§ **PASSAGE**
++++++++++

Security principles

Archiveopteryx is designed from the start with security in mind. Below we explain the basic design and how we arm the servers against some common types of attacks.

Eavesdropping

Archiveopteryx supports TLS wherever possible, to provide encrypted client-server communications, to guard against injection attacks, and to prevent message tampering and forgery.

Archiveopteryx also uses SASL for authentication, and supports challenge/response mechanisms (CRAM-MD5, DIGEST-MD5) that make it unnecessary to use cleartext passwords.

Optionally, Archiveopteryx can reject all use of cleartext passwords. We don't do this by default yet, because too many clients still insist on using insecure communication channels. A future version of Archiveopteryx will provide features to help migrate away from cleartext passwords.

Denial of service

Archiveopteryx servers are designed to prevent any single client from monopolising system resources (for example, by limiting the amount of memory allocated to each client or command), and can thus continue to serve other clients without degradation.

It is still possible to issue a DoS attack, e.g. by sending an unending stream of NOOP commands.

SQL injection

Database frontends are often vulnerable to attacks that cause them to compose and send unintended queries to the database server, because they are too trusting of query parameters obtained from clients. For example, logging in as

name'; delete * from users where ''='

could cause the server to delete all of its users if a query were composed simply by substituting the username into a template like

select * from users where name='$username';

Archiveopteryx defeats this attack by using prepared statements, where the database first parses SQL queries with placeholders for every parameter, and later obtains the actual values, which are used without any further processing. (This also provides a nice performance benefit, since each statement is parsed only once and generally used many times.)

++++++++++

§ **DATASET**
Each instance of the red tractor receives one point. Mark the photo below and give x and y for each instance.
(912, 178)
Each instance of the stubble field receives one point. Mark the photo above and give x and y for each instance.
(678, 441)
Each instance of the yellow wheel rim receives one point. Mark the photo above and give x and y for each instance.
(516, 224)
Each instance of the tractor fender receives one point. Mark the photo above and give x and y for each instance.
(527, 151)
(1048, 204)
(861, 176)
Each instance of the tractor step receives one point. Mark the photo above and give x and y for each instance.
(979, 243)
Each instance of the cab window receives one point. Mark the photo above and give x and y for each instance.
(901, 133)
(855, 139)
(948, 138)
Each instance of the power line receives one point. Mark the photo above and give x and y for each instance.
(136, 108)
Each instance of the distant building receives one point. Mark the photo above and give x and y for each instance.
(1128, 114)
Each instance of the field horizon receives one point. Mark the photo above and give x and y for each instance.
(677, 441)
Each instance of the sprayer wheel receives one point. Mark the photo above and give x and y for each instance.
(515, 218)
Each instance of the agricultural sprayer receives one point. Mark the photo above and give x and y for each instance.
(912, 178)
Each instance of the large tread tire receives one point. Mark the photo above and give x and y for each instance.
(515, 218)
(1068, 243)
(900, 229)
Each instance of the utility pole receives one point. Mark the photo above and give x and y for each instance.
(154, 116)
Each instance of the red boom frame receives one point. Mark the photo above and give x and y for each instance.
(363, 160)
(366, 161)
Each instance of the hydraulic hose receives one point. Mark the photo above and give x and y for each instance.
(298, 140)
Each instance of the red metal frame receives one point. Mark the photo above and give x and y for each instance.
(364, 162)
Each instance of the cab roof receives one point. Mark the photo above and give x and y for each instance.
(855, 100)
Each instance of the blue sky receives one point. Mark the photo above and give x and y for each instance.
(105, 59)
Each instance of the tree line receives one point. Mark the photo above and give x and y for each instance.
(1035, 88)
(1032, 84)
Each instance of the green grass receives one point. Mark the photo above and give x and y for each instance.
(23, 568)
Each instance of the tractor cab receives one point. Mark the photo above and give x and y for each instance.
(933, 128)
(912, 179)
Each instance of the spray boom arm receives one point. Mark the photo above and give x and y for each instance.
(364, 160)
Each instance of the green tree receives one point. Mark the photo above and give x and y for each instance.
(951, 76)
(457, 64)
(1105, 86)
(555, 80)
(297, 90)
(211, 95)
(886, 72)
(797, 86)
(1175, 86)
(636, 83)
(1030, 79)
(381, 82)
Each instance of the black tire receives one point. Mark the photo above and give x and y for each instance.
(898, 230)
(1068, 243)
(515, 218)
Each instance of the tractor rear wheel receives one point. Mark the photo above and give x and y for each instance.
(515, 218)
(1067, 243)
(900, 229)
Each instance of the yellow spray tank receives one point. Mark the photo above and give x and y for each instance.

++++++++++

§ **WRITTEN TASKS**
- A) What section headings does the Archiveopteryx security text use below its title?
- B) In the Archiveopteryx security text, substitute "plaintext passwords" for "cleartext passwords" and write the part from "Archiveopteryx also uses" up to and including "of NOOP commands." again.

§ **OUTPUTS**
- A)
Eavesdropping
Denial of service
SQL injection

- B)
Archiveopteryx also uses SASL for authentication, and supports challenge/response mechanisms (CRAM-MD5, DIGEST-MD5) that make it unnecessary to use plaintext passwords.

Optionally, Archiveopteryx can reject all use of plaintext passwords. We don't do this by default yet, because too many clients still insist on using insecure communication channels. A future version of Archiveopteryx will provide features to help migrate away from plaintext passwords.

Denial of service

Archiveopteryx servers are designed to prevent any single client from monopolising system resources (for example, by limiting the amount of memory allocated to each client or command), and can thus continue to serve other clients without degradation.

It is still possible to issue a DoS attack, e.g. by sending an unending stream of NOOP commands.